#### Task description:
Report how many lines of the following entries include the string "coat"; respond with the number alone.

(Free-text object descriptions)
:::

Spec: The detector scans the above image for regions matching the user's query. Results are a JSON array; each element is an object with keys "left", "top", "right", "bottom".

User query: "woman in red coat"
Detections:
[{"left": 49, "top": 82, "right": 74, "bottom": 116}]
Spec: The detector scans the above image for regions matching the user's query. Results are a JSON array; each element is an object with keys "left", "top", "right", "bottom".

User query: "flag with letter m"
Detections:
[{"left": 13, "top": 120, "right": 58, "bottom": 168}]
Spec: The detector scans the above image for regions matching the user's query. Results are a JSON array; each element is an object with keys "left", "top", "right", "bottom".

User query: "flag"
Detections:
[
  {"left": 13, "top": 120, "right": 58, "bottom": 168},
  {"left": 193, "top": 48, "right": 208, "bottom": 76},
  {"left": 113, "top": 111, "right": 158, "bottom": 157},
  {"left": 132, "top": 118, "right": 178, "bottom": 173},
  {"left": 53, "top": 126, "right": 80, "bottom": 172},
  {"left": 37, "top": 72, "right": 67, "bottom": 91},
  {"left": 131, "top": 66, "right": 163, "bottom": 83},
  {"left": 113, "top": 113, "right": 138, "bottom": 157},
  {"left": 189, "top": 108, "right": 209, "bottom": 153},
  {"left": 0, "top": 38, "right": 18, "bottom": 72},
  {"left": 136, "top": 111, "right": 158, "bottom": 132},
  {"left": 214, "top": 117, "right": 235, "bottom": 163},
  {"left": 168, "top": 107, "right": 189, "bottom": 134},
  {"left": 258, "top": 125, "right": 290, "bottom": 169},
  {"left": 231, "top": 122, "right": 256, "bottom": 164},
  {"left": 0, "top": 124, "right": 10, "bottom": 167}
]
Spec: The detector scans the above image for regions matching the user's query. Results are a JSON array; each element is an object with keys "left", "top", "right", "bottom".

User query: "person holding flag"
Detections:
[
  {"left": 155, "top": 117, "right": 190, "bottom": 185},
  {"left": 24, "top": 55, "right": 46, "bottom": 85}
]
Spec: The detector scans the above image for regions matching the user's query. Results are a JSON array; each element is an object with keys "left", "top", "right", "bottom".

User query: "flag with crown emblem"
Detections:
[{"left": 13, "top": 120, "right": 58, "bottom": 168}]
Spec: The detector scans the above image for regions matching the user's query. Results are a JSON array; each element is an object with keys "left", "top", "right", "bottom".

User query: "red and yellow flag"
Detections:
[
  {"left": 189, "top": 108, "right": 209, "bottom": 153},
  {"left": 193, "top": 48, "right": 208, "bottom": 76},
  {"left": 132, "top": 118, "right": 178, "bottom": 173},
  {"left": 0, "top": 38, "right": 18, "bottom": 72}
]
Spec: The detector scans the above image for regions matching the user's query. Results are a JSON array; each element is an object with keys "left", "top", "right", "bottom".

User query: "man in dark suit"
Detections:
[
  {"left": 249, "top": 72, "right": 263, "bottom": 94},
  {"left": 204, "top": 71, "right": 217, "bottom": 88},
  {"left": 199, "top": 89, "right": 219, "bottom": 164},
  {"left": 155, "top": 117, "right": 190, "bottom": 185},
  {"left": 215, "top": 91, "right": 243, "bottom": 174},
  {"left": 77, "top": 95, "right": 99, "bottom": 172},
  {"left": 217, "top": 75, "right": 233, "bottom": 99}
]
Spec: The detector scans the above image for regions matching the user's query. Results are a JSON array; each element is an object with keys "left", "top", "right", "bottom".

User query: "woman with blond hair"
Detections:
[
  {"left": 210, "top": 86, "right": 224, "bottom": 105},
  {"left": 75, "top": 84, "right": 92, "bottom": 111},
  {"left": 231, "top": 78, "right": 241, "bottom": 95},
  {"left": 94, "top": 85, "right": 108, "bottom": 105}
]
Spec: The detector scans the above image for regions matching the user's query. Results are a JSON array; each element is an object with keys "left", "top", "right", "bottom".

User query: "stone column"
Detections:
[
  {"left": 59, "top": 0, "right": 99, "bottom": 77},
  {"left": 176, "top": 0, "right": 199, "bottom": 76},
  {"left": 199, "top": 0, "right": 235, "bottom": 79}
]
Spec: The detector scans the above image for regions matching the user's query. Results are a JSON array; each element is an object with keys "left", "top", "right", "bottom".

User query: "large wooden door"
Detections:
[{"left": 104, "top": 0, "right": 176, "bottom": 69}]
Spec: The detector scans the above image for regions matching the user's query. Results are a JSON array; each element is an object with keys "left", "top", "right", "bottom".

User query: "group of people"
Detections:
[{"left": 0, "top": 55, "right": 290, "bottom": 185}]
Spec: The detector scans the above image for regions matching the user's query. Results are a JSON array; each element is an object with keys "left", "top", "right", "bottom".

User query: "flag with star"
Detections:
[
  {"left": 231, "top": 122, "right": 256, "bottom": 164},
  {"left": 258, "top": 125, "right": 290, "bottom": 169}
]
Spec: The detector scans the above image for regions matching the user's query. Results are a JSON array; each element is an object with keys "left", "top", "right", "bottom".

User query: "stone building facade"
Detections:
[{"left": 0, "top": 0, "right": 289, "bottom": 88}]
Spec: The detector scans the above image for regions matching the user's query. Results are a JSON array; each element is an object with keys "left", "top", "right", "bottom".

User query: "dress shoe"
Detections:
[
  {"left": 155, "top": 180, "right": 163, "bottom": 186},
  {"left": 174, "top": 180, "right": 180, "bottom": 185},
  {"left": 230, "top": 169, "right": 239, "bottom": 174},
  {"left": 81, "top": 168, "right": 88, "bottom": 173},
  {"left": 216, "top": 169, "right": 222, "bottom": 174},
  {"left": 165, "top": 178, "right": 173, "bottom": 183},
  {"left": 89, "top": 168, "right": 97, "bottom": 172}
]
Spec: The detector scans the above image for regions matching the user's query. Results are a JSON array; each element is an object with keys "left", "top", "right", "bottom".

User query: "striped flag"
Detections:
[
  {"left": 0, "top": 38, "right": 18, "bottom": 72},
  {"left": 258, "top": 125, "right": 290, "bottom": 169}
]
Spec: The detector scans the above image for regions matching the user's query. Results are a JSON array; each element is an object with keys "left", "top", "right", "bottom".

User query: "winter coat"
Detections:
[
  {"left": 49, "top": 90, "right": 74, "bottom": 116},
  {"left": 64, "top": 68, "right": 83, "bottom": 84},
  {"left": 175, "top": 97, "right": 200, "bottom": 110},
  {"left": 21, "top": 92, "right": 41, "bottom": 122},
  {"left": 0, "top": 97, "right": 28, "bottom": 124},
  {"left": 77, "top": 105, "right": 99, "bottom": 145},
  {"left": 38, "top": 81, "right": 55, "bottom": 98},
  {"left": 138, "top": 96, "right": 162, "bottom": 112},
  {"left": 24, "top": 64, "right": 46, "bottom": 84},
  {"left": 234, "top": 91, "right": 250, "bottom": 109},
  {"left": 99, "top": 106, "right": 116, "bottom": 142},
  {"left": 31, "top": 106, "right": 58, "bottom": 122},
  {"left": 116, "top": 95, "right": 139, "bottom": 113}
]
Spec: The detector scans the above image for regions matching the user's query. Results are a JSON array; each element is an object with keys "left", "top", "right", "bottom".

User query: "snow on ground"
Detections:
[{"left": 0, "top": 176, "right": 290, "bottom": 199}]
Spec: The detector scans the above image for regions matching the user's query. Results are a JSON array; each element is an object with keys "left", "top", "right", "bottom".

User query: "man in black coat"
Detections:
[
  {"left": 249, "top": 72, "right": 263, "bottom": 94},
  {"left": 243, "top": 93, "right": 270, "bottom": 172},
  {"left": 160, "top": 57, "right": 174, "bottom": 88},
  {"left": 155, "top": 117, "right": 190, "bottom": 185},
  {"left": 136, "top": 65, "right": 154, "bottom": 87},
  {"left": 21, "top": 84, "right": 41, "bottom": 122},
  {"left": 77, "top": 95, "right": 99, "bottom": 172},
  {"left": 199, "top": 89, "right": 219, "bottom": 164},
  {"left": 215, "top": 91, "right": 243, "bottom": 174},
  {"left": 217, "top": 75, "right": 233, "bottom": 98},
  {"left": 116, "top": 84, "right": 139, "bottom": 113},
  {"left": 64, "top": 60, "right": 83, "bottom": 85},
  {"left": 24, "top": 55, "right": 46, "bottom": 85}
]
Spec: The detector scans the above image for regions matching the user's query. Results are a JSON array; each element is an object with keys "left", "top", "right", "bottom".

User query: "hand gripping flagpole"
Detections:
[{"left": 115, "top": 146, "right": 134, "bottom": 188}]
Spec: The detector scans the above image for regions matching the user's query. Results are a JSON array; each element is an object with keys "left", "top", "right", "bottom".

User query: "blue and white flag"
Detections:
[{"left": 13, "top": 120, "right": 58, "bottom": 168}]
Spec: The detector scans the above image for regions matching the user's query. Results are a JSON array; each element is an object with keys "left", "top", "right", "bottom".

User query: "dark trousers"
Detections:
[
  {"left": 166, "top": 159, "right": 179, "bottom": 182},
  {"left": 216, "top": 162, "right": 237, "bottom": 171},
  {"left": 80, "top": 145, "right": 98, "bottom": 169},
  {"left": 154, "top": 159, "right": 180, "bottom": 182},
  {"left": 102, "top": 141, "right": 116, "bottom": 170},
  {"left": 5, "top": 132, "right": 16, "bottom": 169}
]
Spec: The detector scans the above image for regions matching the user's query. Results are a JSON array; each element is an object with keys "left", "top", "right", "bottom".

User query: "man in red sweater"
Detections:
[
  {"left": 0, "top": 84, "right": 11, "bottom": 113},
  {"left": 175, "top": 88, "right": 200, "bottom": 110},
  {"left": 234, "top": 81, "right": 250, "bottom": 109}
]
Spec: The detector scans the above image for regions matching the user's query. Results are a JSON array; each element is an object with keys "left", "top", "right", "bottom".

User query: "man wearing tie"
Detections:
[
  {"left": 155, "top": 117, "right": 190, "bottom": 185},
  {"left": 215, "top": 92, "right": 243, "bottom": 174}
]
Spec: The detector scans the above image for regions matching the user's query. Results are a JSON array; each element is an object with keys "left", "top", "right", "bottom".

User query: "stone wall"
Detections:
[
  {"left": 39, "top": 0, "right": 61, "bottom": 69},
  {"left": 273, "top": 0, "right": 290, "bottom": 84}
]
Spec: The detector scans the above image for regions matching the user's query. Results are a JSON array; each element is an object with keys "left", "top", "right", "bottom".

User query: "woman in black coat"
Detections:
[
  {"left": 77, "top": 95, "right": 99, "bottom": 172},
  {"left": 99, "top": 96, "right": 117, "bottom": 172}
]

:::

#### Output for this task:
4